* [WHAT IS REQUIRED]: Could you copy the data that follows exactly as written, but drop the pictures?

Phrase grounding data:
-----

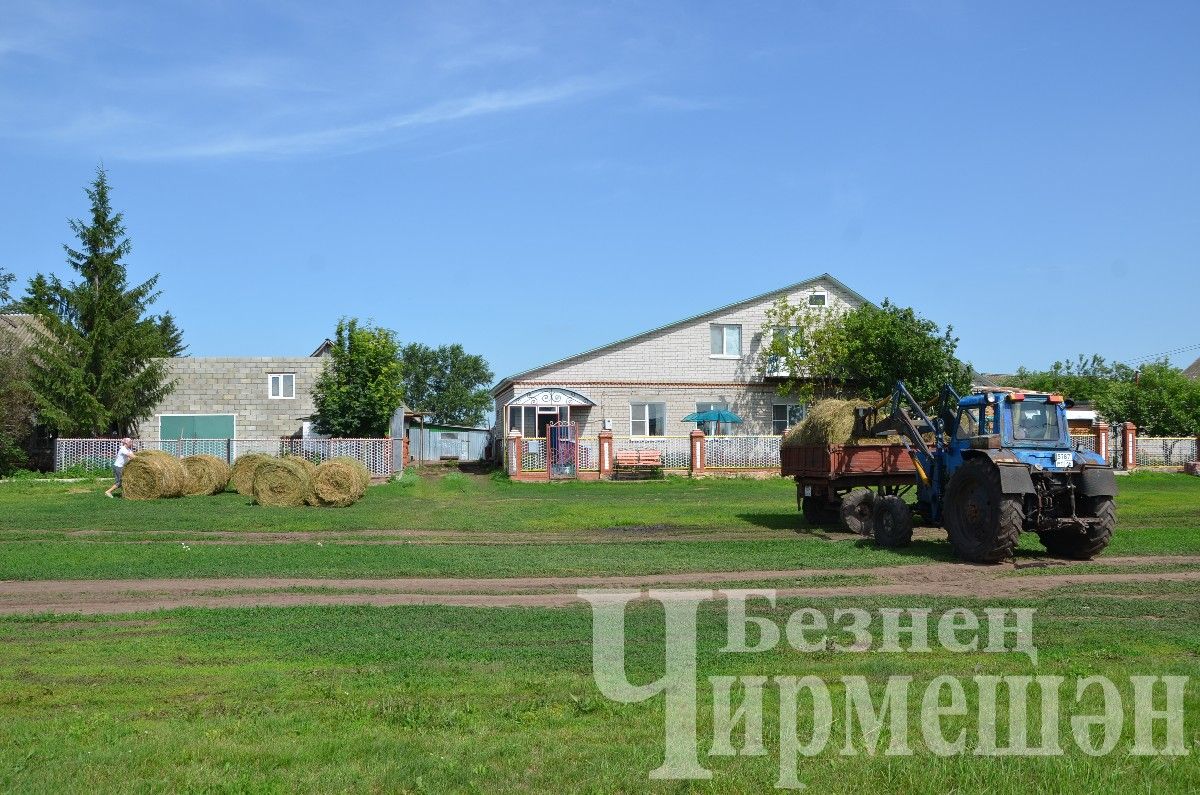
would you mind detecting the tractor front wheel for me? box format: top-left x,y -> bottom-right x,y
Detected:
872,495 -> 913,548
1038,496 -> 1115,560
943,457 -> 1021,563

-----

* [FINAL ANSWER]:
would you mind detecting the tractor front wheel for me? box format: top-left x,y -> bottom-right x,y
Detected:
872,495 -> 913,548
1038,496 -> 1115,560
943,457 -> 1021,563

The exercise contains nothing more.